_Texte fourni_.
____

Nous sommes devenus des mutants

Nous sommes devenus des mutants

Le monde ne va pas mieux. Il ne va pas plus mal non plus. Il continue sa course, sans que ce que nous croyons être notre conscience et qui n'est en fait que son manque, s'en trouve altérée. Entre prises de conscience éclairées, discours pontifiants, résolutions mesurées, décisions et mises en application aléatoires, les maux de la planète se succèdent s'enchaînent et se répètent. Seuls leurs instruments ont changé. Passées ou actuelles, suscitées ou décidées, manipulées et contrôlées, gagnées ou perdues, les guerres et l'ultralibéralisme restent le vivier inépuisable de la gestion de ce monde, qui aujourd'hui vit sous la menace cathartique d'une catastrophe annoncée, le réchauffement climatique ?!

La gestion du malheur est non seulement plus rentable mais aussi plus inventive que celle du bonheur. Destruction. Reconstruction. Rodage des armées. Vente d'armes. Commerce du sang. Bombes. Morts. Victimes. Ouverture de marchés. Mise en coupe réglée de l'économie. Chantiers et travaux publics. Mais aussi, pauvreté, famines, maladies et épidémies qui ouvrent leurs chemins prometteurs à la nouvelle religion d'aujourd'hui, la science et livrent les peuples à la pharmacologie globale et aux champs d'expériences tout azimut.

A une échelle moindre, la loi légifère de subtils verrouillages de plus en plus répressifs, qui participent surtout à la protection d'intérêts économiques de quelques multinationales et de moins en moins, à la défense des individus.

Ceux qui ont un regard critique et centrifuge sur le monde d'aujourd'hui, tout comme ceux qui sont aveugles et ont une attitude centripète, sont - les uns comme les autres -, rattrapés par une même désillusion chronique. Que l'on soit éveillé ou endormi, collaborateur ou rebelle, adolescent, adulte ou vieillard, athée ou croyant, militant ou non, citadin ou campagnard, la frustration que l'on éprouve à ne pas pouvoir intervenir en quoi que se soit dans ce monde, est latente. Parfois, il arrive qu'une génération enfante sa rébellion ; les suivantes, la critique, l'intègre, l'avorte ou la renie et le temps aidant, tous en deviennent les enfants nostalgiques et fétichistes.

____

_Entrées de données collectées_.
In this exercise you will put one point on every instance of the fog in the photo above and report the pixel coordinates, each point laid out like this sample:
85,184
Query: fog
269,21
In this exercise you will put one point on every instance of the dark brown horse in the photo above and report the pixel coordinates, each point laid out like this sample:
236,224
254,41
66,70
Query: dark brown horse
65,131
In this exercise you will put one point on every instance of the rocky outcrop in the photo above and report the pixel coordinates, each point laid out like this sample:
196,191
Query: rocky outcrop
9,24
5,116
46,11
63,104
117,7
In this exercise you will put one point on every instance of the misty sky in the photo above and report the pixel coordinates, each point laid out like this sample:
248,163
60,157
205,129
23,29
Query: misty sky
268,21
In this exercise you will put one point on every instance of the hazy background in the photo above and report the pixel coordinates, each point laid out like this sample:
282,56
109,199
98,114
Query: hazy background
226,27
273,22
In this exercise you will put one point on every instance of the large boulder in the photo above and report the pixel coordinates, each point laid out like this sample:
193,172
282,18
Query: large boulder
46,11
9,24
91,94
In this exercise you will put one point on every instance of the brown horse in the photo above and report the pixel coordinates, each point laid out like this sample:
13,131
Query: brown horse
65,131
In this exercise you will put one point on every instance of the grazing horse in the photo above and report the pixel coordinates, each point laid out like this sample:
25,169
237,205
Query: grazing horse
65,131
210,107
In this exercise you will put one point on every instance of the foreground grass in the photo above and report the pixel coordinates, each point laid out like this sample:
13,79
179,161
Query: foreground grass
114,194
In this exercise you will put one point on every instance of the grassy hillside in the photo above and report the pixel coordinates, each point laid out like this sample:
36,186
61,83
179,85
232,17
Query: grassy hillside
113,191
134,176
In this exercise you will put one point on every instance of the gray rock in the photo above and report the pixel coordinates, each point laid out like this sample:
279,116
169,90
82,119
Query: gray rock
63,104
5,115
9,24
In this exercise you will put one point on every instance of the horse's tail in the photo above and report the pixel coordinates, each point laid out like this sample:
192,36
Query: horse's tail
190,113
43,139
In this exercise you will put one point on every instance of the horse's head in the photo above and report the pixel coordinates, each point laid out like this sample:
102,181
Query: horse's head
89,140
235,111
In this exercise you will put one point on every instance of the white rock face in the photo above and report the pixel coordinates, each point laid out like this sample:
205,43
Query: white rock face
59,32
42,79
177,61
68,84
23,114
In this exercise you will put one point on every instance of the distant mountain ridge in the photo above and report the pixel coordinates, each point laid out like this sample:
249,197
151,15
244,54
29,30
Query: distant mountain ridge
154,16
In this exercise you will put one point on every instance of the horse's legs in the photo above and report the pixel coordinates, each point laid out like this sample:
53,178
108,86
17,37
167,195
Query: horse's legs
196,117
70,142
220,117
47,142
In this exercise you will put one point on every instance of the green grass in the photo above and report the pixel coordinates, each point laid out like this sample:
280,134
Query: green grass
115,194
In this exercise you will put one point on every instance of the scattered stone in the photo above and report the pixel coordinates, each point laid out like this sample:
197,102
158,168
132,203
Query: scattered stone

____

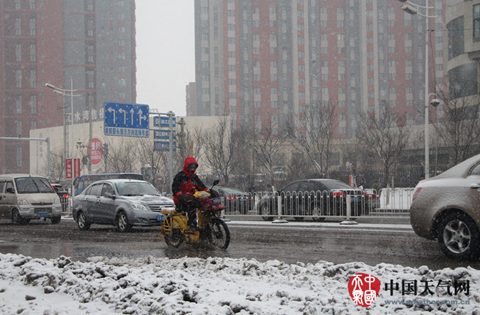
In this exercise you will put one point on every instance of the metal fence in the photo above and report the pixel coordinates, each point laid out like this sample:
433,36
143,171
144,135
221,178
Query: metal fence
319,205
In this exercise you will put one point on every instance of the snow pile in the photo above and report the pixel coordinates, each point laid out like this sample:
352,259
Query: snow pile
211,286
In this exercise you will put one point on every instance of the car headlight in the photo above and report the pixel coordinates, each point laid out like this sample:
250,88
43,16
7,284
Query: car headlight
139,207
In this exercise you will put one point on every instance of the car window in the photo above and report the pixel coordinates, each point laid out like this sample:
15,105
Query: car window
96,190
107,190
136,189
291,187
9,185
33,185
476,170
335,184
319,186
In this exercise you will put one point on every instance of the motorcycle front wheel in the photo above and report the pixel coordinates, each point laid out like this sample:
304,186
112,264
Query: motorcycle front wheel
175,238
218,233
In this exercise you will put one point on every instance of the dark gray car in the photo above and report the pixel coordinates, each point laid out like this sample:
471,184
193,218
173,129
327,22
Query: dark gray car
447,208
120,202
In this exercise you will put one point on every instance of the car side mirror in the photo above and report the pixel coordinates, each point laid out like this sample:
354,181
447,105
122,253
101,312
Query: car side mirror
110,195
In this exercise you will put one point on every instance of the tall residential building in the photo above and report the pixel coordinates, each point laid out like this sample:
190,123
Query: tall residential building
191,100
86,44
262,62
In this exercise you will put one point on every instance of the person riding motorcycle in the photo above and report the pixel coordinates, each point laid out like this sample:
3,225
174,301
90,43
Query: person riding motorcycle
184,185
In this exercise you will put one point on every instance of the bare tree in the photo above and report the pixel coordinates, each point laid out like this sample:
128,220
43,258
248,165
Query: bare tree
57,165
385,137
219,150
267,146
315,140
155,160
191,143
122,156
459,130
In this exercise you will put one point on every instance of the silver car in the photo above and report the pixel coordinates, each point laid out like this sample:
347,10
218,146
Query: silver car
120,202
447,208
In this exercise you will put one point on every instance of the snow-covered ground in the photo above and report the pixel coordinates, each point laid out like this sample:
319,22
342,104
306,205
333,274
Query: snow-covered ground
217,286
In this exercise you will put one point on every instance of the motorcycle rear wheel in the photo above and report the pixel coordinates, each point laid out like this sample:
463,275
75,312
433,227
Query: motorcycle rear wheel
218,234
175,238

____

_Liste des tâches_.
(a) Recopiez le passage du texte fourni compris entre « La gestion du » et « d'expériences tout azimut. », ces deux bornes incluses.
(b) D'après le texte fourni, qu'est-ce qui est présenté comme la nouvelle religion d'aujourd'hui ?
Ces données ne servent à rien ici.

_Vos réponses_.
(a)
La gestion du malheur est non seulement plus rentable mais aussi plus inventive que celle du bonheur. Destruction. Reconstruction. Rodage des armées. Vente d'armes. Commerce du sang. Bombes. Morts. Victimes. Ouverture de marchés. Mise en coupe réglée de l'économie. Chantiers et travaux publics. Mais aussi, pauvreté, famines, maladies et épidémies qui ouvrent leurs chemins prometteurs à la nouvelle religion d'aujourd'hui, la science et livrent les peuples à la pharmacologie globale et aux champs d'expériences tout azimut.

(b) La science.